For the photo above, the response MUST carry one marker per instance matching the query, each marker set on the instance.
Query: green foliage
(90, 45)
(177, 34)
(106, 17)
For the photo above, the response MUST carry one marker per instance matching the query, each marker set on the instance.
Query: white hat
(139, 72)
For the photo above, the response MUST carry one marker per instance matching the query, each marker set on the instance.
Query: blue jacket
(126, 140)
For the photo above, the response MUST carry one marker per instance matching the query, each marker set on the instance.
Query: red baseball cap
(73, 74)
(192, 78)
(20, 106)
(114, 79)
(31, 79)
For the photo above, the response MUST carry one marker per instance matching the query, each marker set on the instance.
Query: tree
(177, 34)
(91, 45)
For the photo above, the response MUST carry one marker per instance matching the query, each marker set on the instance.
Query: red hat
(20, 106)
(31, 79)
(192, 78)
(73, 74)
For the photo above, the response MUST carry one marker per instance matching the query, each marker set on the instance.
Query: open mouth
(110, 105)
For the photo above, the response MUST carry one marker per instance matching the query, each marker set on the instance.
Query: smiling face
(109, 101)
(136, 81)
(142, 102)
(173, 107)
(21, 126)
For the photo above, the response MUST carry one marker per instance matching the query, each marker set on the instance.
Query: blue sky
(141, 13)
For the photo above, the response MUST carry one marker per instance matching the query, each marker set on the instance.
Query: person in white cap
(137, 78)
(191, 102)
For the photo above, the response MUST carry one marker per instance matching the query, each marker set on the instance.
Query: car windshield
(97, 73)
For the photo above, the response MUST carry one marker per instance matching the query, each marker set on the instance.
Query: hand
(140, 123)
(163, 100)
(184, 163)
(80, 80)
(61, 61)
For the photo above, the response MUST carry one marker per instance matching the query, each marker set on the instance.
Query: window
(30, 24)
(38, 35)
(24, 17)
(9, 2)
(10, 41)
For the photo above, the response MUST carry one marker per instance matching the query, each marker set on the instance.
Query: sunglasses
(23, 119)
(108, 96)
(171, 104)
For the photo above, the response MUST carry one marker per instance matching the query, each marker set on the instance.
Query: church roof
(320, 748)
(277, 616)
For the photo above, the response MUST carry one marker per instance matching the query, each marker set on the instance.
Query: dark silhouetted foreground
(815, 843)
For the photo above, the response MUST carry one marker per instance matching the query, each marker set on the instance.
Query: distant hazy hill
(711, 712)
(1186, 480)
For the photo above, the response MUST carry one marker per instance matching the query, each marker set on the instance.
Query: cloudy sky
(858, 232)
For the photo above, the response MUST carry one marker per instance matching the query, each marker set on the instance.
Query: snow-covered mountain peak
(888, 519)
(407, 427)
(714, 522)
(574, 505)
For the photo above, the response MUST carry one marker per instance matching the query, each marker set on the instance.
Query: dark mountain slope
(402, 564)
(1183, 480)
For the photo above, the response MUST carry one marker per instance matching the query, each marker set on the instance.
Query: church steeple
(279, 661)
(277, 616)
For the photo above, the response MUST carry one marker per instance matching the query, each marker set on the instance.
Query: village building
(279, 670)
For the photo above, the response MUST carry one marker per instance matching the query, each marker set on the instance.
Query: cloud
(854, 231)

_ _ _ _

**What is expected:** Return the listing in full, matching each word exactly.

**Exercise response:**
For the photo above, the response MUST carry one marker per instance matching the query, each marker set on the instance.
Query: green foliage
(90, 45)
(177, 34)
(106, 17)
For the photo above, the response MUST carry one marker per instance matching the query, each marker set on the instance.
Query: white hat
(139, 72)
For the photo above, the response MUST carry one marker per instance matching the query, each marker set on the instance.
Query: blue jacket
(126, 140)
For the photo above, the response MUST carry one marker per instance matching the query, each marker set on the instance.
Query: red baseball cap
(73, 74)
(192, 78)
(20, 106)
(114, 79)
(31, 79)
For the photo above, the response MUST carry one marker per instance matching the query, each marker set on the instance.
Query: tree
(177, 34)
(91, 45)
For the photo above, the response MUST carry one marker per instance matching the query, each marker set on the instance.
Query: red hat
(20, 106)
(31, 79)
(192, 78)
(73, 74)
For the photo above, the response MUST carry one marker per instance matching the query, each marker set on the instance.
Query: open mouth
(110, 105)
For the photo above, the response MUST carry one marker per instance matching the query, each marker set on the instance.
Query: smiling face
(109, 101)
(136, 81)
(142, 102)
(173, 107)
(21, 126)
For the photo above, the response MUST carry one marker per instance matching the query, each marker set on the instance.
Query: blue sky
(141, 13)
For the photo above, the response MUST carry one marker per instance matching the query, each marker set on the instance.
Query: person in white cap
(137, 78)
(191, 102)
For the photo above, the response MUST carry one marker per instance matching the query, each marker set on the instance.
Query: car windshield
(97, 73)
For the photo above, the response MUST carry one marker per instance matching the query, each marker set on the instance.
Query: hand
(140, 123)
(163, 100)
(184, 163)
(80, 80)
(61, 61)
For the photo above, the response MUST carry one marker per instance matching the query, each marker set on the instance.
Query: window
(30, 24)
(38, 35)
(24, 17)
(9, 2)
(10, 41)
For the photo above, the response MUST carry one marker per instance matching the query, each marker set on the instance.
Query: sunglasses
(23, 119)
(108, 96)
(171, 104)
For the photo above, the response MUST carry one marker per instance matching the query, each marker set on the instance.
Query: church roof
(320, 748)
(277, 616)
For the photo above, the response MUST carry one marker per instance matching the query, each marker set on the instance.
Query: dark silhouetted foreground
(815, 843)
For the photo above, the response MUST carry one marker per instance matching the query, each marker set on the instance.
Query: distant hazy hill
(711, 712)
(1186, 480)
For the photo above, the response MUST carry one marker per instance matching the query, each marker set on the instance.
Query: cloudy sky
(858, 232)
For the photo above, the response MUST carry one marker per instance matching the query, each marker set on the instance.
Query: snow-covered mountain peak
(888, 519)
(407, 427)
(714, 522)
(574, 505)
For the photo above, the response MUST carry one marker per instance matching the query, each marker set on the instance.
Query: dark mountain slope
(402, 564)
(1183, 480)
For the photo above, the response MUST carry one marker per instance matching the query, each marker set on the instance.
Query: church steeple
(279, 661)
(277, 616)
For the photo above, the response MUST carry one marker per instance matching the query, each marker set on the instance.
Query: village building
(279, 670)
For the photo above, the response MUST carry one marker per instance matching the query, each marker set on the instance.
Query: cloud
(854, 231)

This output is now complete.